Report each line of the data below that contains the string "beak", treating uppercase and lowercase as different.

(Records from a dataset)
========================
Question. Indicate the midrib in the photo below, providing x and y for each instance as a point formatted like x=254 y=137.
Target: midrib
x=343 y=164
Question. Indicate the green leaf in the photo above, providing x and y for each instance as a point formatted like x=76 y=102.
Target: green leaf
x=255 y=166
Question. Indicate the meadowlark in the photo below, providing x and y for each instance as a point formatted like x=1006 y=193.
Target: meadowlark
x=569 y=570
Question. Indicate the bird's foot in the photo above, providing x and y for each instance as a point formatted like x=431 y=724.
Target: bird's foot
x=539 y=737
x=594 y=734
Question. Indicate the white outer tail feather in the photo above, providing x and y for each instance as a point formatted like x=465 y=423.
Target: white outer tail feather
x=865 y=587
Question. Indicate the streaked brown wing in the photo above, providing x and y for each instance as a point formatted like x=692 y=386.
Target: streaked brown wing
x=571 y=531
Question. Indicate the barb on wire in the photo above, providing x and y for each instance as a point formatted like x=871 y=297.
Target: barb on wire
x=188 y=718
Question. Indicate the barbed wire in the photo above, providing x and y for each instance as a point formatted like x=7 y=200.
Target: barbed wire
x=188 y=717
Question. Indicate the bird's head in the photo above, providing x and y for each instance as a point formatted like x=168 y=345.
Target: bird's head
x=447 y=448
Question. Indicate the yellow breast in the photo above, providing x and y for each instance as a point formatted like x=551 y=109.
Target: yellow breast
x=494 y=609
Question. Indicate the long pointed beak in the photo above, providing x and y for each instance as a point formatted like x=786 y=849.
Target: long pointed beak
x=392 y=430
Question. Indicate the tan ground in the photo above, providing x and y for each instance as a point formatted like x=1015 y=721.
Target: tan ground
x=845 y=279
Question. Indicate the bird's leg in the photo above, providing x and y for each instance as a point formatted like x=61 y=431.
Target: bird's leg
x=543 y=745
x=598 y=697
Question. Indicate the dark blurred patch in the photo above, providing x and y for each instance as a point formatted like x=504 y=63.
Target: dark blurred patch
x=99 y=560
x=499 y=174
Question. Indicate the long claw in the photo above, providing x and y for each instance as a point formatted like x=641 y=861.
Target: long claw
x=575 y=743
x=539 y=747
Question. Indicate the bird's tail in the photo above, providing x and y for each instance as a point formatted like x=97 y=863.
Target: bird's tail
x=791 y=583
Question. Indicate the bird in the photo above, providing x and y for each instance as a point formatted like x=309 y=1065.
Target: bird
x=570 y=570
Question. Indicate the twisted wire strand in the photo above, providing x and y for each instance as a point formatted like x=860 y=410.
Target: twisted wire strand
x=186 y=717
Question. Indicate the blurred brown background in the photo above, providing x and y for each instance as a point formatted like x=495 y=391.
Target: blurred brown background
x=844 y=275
========================
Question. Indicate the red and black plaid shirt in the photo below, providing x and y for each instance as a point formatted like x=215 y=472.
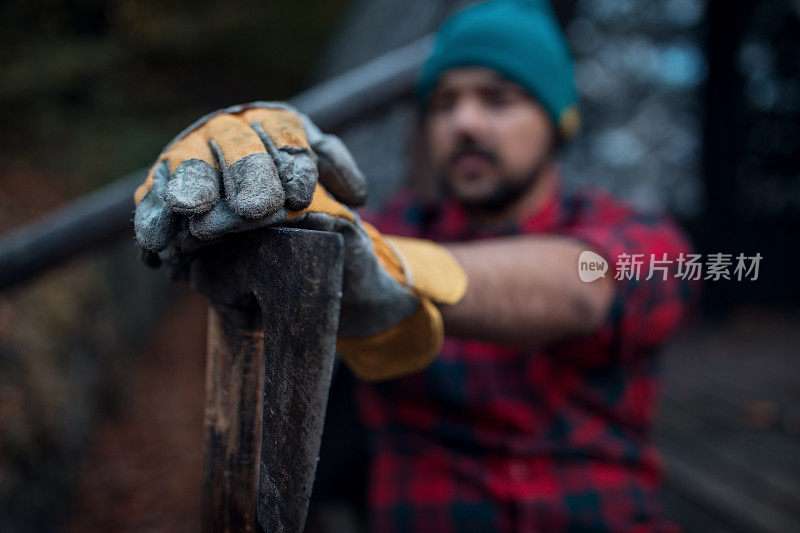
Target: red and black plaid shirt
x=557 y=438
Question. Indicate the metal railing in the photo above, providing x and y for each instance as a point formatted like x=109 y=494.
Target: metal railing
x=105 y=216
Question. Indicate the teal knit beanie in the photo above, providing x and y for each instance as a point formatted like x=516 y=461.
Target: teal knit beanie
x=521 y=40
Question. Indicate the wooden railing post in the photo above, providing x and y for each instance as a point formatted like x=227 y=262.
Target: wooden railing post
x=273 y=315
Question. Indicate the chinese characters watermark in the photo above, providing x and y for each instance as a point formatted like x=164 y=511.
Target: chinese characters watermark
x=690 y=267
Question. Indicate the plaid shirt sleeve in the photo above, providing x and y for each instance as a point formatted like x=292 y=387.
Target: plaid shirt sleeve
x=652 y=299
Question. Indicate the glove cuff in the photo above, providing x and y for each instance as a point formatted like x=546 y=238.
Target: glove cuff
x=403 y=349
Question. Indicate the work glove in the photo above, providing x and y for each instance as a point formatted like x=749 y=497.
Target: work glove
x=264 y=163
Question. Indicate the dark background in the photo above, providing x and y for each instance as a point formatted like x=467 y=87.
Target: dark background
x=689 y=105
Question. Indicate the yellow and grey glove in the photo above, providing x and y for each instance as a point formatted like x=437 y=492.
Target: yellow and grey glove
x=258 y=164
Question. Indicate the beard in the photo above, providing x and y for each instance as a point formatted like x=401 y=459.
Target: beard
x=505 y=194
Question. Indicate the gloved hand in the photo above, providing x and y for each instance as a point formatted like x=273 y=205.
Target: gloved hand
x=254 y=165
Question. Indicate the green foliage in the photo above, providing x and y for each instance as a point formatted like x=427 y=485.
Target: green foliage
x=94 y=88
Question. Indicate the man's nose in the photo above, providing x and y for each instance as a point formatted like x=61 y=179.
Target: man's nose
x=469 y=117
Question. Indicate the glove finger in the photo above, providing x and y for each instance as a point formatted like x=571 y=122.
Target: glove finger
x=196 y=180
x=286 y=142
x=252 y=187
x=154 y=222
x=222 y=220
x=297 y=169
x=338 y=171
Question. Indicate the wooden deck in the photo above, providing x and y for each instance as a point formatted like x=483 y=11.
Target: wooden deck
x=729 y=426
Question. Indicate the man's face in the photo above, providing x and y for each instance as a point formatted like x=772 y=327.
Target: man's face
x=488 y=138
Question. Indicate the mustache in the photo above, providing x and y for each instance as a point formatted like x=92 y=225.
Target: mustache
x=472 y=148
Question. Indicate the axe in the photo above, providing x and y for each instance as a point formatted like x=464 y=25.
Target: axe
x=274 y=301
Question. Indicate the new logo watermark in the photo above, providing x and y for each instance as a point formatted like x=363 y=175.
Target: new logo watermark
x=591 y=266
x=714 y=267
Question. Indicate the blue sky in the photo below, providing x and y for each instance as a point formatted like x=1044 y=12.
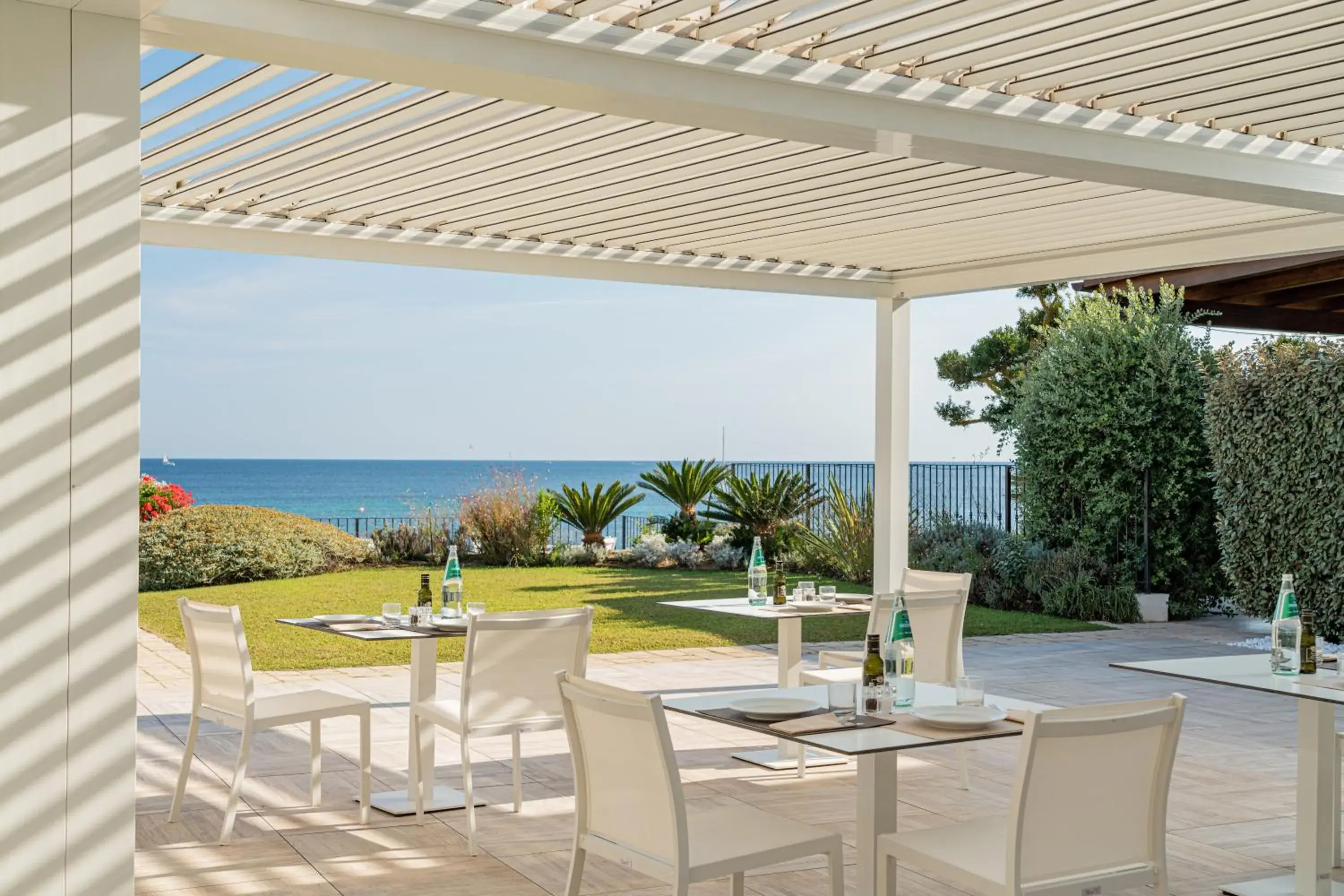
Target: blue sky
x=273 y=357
========================
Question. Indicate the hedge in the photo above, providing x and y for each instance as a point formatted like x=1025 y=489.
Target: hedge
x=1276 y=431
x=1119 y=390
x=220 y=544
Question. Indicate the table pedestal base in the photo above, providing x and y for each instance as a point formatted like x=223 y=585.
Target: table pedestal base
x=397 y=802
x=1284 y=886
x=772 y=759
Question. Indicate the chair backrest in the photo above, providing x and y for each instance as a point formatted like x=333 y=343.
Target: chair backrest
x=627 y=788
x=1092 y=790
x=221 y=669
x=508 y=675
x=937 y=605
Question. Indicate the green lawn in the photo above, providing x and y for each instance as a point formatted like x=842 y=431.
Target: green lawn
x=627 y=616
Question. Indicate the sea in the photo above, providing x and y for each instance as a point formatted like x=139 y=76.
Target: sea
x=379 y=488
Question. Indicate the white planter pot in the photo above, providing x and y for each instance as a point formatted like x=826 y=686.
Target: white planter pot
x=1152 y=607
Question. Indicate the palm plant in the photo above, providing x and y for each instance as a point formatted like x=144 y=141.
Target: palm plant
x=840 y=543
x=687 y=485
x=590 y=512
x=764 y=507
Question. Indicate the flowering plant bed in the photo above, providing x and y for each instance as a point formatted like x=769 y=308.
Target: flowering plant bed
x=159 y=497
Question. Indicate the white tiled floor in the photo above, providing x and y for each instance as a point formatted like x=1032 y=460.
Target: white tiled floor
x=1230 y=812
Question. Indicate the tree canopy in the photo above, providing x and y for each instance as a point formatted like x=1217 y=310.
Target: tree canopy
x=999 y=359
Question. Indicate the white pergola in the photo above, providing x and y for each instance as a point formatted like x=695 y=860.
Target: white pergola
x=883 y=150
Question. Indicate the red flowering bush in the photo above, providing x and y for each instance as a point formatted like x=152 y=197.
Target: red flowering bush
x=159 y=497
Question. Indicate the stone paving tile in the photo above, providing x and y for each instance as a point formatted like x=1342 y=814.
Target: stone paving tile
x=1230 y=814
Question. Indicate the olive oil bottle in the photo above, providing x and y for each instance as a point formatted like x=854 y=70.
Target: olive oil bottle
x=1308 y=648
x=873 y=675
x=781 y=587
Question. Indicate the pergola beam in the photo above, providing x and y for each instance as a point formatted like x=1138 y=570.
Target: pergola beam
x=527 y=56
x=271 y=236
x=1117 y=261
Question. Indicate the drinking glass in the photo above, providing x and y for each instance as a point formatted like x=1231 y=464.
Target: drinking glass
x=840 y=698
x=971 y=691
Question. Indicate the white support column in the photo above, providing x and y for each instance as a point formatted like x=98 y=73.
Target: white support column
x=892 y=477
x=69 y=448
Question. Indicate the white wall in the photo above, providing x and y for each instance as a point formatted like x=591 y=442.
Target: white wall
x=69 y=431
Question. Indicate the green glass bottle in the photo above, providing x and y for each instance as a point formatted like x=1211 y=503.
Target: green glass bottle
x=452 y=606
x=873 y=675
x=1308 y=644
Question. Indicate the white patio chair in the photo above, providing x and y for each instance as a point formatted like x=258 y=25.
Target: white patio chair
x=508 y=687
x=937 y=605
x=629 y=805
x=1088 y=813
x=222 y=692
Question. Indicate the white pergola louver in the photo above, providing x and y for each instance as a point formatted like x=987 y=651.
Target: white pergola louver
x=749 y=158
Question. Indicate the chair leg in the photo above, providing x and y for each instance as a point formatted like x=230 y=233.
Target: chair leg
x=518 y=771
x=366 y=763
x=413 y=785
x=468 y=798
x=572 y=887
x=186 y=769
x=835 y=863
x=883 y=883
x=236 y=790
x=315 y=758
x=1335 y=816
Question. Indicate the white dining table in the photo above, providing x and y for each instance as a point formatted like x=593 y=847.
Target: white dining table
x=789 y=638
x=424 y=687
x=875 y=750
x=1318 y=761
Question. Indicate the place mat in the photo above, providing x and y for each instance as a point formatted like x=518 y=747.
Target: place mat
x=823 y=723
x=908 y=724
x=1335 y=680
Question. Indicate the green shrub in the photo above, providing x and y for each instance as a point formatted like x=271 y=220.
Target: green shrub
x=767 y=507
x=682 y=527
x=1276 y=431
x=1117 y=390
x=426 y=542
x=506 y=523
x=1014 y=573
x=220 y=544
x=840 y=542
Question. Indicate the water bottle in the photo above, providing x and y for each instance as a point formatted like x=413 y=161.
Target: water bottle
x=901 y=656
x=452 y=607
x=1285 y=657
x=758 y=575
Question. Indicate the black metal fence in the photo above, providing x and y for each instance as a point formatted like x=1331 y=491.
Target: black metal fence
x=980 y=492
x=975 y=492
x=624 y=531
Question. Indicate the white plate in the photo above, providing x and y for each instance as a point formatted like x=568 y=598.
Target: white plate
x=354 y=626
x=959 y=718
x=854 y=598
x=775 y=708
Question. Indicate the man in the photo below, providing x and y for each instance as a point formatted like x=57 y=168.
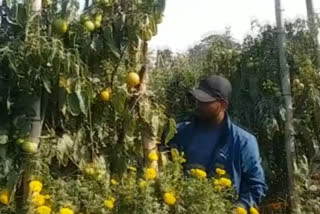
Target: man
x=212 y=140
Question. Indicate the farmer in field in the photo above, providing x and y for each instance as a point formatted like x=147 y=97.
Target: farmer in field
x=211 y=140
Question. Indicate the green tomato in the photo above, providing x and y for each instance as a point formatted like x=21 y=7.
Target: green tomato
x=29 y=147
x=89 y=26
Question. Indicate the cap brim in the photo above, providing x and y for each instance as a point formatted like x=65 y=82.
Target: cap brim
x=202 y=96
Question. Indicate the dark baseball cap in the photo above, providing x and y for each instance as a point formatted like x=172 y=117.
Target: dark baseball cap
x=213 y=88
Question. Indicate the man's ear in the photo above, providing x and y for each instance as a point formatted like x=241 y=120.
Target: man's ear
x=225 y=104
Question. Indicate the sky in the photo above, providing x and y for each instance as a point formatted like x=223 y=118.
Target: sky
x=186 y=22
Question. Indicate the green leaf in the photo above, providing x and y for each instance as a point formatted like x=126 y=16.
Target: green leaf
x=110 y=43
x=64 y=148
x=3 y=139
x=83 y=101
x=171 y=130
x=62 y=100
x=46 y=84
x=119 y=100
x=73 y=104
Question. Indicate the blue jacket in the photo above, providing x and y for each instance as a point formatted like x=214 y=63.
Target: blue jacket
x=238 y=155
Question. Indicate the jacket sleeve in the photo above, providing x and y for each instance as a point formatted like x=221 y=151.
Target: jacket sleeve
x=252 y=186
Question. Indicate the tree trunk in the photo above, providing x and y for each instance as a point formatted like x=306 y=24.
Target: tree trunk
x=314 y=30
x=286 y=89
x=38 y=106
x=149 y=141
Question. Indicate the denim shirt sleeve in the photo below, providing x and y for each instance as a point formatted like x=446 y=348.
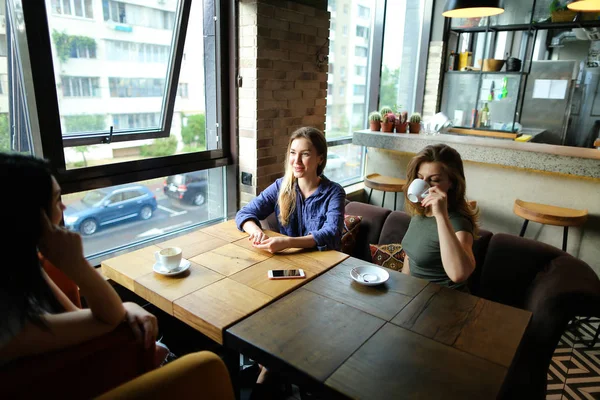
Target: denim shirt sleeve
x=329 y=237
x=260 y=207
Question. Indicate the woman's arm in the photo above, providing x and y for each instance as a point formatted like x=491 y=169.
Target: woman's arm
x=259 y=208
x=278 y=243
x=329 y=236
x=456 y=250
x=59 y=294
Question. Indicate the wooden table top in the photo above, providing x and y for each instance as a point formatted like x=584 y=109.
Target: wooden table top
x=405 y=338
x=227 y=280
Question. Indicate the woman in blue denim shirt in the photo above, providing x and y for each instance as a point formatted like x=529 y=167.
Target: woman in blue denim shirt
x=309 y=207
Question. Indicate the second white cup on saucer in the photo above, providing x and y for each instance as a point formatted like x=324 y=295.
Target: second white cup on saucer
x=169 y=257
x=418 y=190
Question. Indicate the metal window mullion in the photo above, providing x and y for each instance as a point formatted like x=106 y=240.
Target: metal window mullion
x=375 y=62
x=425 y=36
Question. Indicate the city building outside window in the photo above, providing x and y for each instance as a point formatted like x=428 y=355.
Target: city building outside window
========================
__Answer for this exercise__
Question. Indicate the long pointed beak in the photo above, providing x and y for each instance as a point formatted like x=786 y=849.
Target: long pointed beak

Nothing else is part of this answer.